• **Zadanie do wykonania**:
Podaj dalszy ciąg zamieszczonego poniżej tekstu o komunikatorach, zaczynając od zdania, które następuje po ostatnim.

• **Fragment źródłowy**:
Komunikatory? Dzieje się. Każdy mniejszy i większy gracz robi wszystko, by zatrzymać aktualnych użytkowników, przyciągnąć nowych lub... tak jak w przy...
Komunikatory? Dzieje się. Każdy mniejszy i większy gracz robi wszystko, by zatrzymać aktualnych użytkowników, przyciągnąć nowych lub... tak jak w przypadku Skype'a - odzyskać straconych. Choć komunikator Microsoftu nadal mimo wszystko postrzegany jest jako synonim dla rozmów głosowych i rozmów wideo przez Internet, to wcale nie ma łatwo w walce o utrzymanie tej pozycji.

• **Wyodrębnione dane**:
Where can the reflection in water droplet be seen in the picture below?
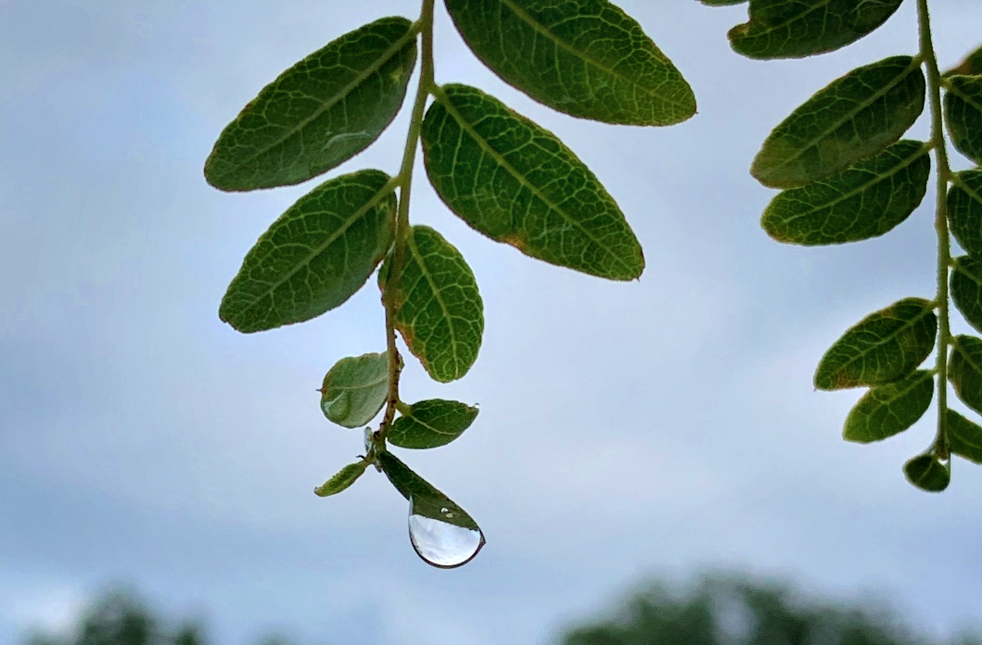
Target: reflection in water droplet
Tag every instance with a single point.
(443, 544)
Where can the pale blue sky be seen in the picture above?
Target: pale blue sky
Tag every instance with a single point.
(655, 428)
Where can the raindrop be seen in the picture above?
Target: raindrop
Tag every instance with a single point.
(441, 543)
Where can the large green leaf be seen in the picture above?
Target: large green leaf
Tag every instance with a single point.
(865, 201)
(431, 423)
(319, 113)
(517, 183)
(964, 437)
(965, 210)
(965, 371)
(427, 500)
(586, 58)
(315, 256)
(890, 409)
(342, 480)
(853, 118)
(438, 309)
(798, 28)
(966, 289)
(963, 114)
(928, 473)
(355, 389)
(882, 348)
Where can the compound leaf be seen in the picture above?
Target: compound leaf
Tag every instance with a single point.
(963, 115)
(882, 348)
(426, 500)
(965, 370)
(964, 437)
(853, 118)
(966, 289)
(315, 256)
(319, 113)
(342, 480)
(586, 58)
(865, 201)
(928, 473)
(798, 28)
(889, 409)
(355, 389)
(517, 183)
(431, 423)
(965, 210)
(437, 307)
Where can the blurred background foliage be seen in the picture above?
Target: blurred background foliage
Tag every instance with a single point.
(718, 610)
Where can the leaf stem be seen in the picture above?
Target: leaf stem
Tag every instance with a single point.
(934, 83)
(405, 181)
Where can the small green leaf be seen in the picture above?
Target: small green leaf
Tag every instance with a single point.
(319, 113)
(963, 114)
(315, 256)
(882, 348)
(966, 289)
(431, 423)
(928, 473)
(586, 58)
(798, 28)
(965, 210)
(438, 309)
(865, 201)
(355, 389)
(964, 437)
(965, 370)
(853, 118)
(889, 409)
(427, 500)
(971, 66)
(342, 480)
(517, 183)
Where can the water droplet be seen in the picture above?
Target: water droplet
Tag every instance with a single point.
(440, 543)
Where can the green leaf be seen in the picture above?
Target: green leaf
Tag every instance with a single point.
(437, 307)
(966, 289)
(517, 183)
(586, 58)
(865, 201)
(798, 28)
(355, 389)
(315, 256)
(889, 409)
(342, 480)
(319, 113)
(882, 348)
(928, 473)
(431, 423)
(965, 370)
(965, 210)
(963, 114)
(964, 437)
(427, 500)
(853, 118)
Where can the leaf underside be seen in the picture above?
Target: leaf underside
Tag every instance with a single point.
(853, 118)
(427, 500)
(438, 309)
(887, 410)
(315, 256)
(866, 201)
(798, 28)
(585, 58)
(319, 113)
(884, 347)
(517, 183)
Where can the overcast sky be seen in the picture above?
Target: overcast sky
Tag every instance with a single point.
(651, 429)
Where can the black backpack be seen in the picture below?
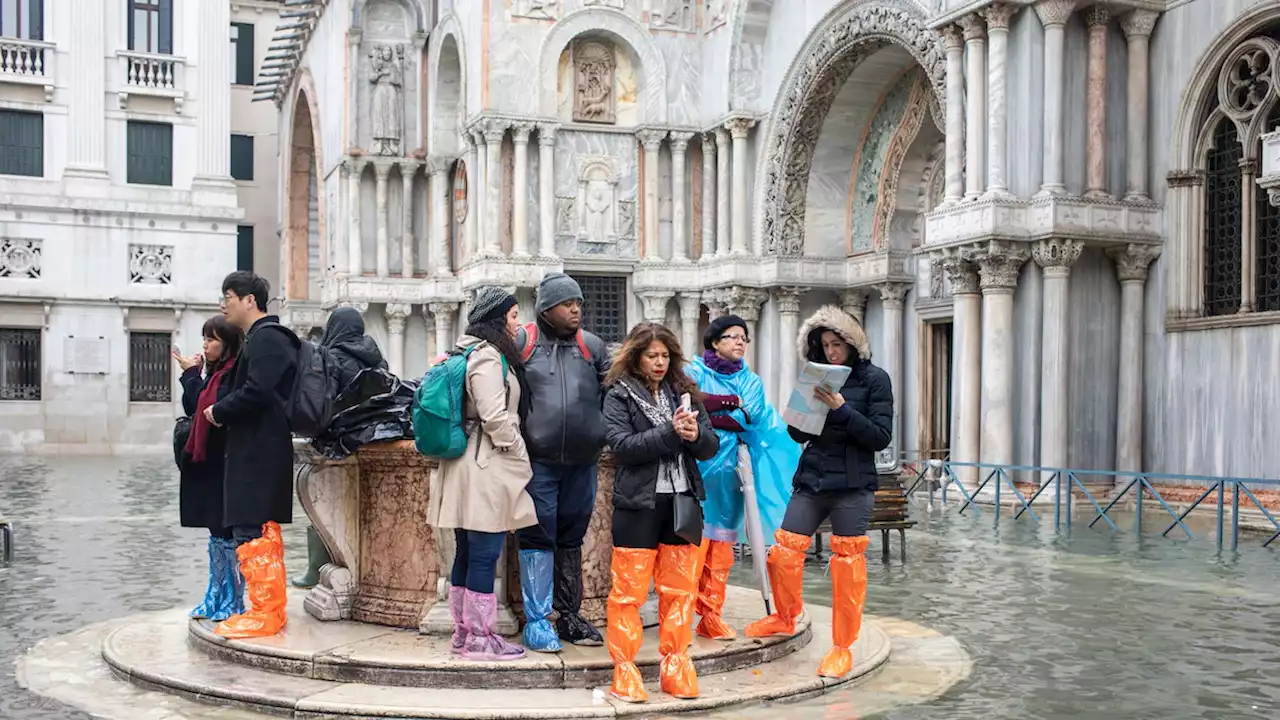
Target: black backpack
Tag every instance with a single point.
(310, 404)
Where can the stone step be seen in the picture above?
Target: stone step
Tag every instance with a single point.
(154, 652)
(359, 652)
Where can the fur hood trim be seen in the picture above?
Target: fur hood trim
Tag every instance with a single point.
(832, 318)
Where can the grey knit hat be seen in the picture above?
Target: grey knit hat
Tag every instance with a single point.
(492, 301)
(556, 288)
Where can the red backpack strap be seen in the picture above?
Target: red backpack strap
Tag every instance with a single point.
(530, 342)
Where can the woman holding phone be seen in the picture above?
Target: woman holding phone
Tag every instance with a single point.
(658, 431)
(206, 379)
(836, 479)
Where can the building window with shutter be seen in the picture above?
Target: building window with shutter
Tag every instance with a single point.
(245, 247)
(19, 364)
(151, 26)
(22, 144)
(242, 54)
(242, 156)
(150, 373)
(150, 153)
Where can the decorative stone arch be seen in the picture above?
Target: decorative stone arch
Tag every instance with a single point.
(444, 132)
(305, 155)
(624, 31)
(831, 53)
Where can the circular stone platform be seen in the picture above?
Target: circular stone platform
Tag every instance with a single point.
(353, 670)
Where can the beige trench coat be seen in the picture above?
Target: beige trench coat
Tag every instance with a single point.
(484, 490)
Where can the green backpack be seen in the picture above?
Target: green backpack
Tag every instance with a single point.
(438, 406)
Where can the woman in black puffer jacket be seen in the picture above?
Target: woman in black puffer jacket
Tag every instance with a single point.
(836, 479)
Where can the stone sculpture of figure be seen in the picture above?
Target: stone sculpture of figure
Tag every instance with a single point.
(387, 69)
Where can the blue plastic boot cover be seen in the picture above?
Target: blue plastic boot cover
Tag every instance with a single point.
(536, 570)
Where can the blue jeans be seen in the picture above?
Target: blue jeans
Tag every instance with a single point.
(476, 560)
(563, 499)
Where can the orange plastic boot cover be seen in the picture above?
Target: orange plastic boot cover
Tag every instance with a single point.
(677, 589)
(632, 572)
(786, 579)
(711, 591)
(263, 566)
(848, 595)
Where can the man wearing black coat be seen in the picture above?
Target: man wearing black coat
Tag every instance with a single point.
(259, 482)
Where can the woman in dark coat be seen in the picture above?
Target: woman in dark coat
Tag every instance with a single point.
(836, 479)
(206, 379)
(657, 445)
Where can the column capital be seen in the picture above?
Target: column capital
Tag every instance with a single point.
(1055, 12)
(999, 16)
(1133, 260)
(787, 299)
(973, 26)
(1138, 23)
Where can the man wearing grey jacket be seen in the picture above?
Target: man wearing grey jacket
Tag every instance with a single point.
(565, 369)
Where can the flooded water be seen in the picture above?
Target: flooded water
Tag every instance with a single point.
(1095, 625)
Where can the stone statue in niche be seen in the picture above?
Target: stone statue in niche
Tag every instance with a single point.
(593, 82)
(387, 74)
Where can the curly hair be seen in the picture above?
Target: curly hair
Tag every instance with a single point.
(626, 360)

• **Wynik ćwiczenia**:
Przebudowa infrastruktury komunikatora drogo kosztowała Microsoft. I nie mam wcale na myśli kosztów zakupu komunikatora i późniejszych wydatków, lecz mówię o czasie potrzebnym do dokonania zmian oraz cierpliwości użytkowników. Od dłuższego czasu próbuję dać Skype'owi kolejną szansę, bym przy jego użyciu mógł nie tylko porozmawiać i się zobaczyć ze znajomymi, ale także wymieniać wiadomości tekstowe w czasie rzeczywistym oraz przesyłać pliki czy zdjęcia. Niestety Skype nadal zawodzi - niepojawiające się powiadomienia to największa zmora aplikacji mobilnych, a potrzeba instalacji aplikacji desktopowej również nie wszystkim odpowiada. Dlatego powstał webowy Skype.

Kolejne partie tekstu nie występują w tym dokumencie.